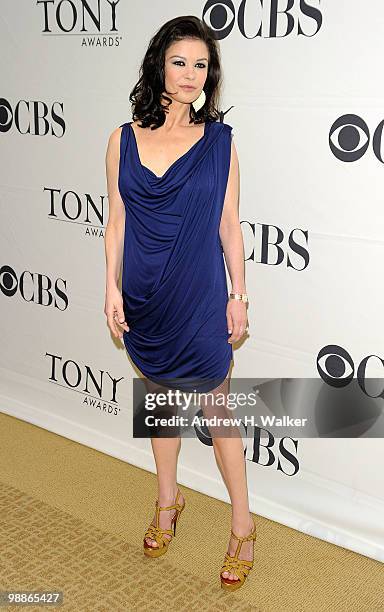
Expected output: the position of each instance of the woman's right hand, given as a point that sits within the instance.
(113, 309)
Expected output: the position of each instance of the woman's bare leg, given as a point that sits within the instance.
(166, 452)
(229, 455)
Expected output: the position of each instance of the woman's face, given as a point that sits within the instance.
(186, 63)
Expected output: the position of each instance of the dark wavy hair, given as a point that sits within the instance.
(147, 93)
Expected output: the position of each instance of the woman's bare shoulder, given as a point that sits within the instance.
(113, 147)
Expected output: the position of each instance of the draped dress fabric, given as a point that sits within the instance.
(174, 283)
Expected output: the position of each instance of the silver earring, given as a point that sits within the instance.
(199, 102)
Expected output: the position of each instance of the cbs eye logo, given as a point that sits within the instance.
(349, 138)
(257, 21)
(336, 367)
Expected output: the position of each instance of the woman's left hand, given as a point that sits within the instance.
(237, 319)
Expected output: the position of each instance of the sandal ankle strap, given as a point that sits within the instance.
(175, 506)
(250, 536)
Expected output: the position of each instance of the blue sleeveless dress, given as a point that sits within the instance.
(174, 284)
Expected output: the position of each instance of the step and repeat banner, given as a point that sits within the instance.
(303, 95)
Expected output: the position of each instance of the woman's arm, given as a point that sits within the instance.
(233, 246)
(114, 238)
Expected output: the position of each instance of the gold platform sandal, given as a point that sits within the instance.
(234, 565)
(157, 533)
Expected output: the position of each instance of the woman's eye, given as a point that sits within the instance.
(178, 62)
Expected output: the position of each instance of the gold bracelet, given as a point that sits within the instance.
(243, 297)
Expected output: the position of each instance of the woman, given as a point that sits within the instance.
(173, 188)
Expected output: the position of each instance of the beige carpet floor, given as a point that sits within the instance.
(72, 519)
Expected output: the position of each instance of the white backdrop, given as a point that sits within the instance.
(305, 100)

------------------------------

* EXERCISE BRIEF: The whole listing above, line by line, needs to be copied exactly, except for any images.

* EXERCISE OUTPUT:
Expected output: the position of each instance of the woman's right hand, given as a point that sits within the instance.
(113, 309)
Expected output: the position of each instance of the woman's bare leg, given as a point that sits within the instance.
(166, 452)
(229, 455)
Expected output: the position of each instance of the woman's face, given as a point that sits within the instance.
(186, 63)
Expected output: the position of each instance of the dark wavy hair, given as a point that sits within the instance.
(147, 93)
Expected output: the position of each instance of the woman's bare shoulder, given as a point that sits within the instance.
(113, 147)
Expected output: the position of each instance of the draped dress fabric, given as a point that sits within the instance.
(174, 283)
Expected output: the position of each instance of the silver earring, given as a point that sits within the instance.
(199, 102)
Expected output: the position of each instance of the cbs eye logo, given as a point that sits within the instance.
(349, 138)
(257, 21)
(336, 367)
Expected output: the position of each instance of the woman's left hand, given as a point that sits within the instance.
(237, 319)
Expected output: the position of each instance of the sandal ankle strap, given as a point that sits within the instance.
(175, 506)
(250, 536)
Expected output: the position of each instance of the blue sleeveless dress, given as a point that sits within the instance.
(174, 284)
Expected output: the position of each instance of the step and repeat banner, given as a point that sits within the instance.
(303, 95)
Expected output: the position of each instance of the woman's arm, given as a point that sits within the instance.
(233, 246)
(114, 238)
Expected output: the position of each instance of the gold platform sandal, given as a point that sits within the instance.
(234, 565)
(157, 533)
Expected output: the position of each instance of the woman's eye, given as a point that sits within the instance.
(178, 62)
Expected output: the position of each instance of the gold bracelet, given as a point that sits within the instance.
(243, 297)
Expected output: the position of each instance of the woman, given as a point that sits within the instance.
(173, 188)
Expected output: the position of each instance of the beige carpet floor, given as a point that sits within the instance.
(72, 519)
Expected output: the position of each instance of the white backdrop, given as a point that sits within the instance.
(305, 100)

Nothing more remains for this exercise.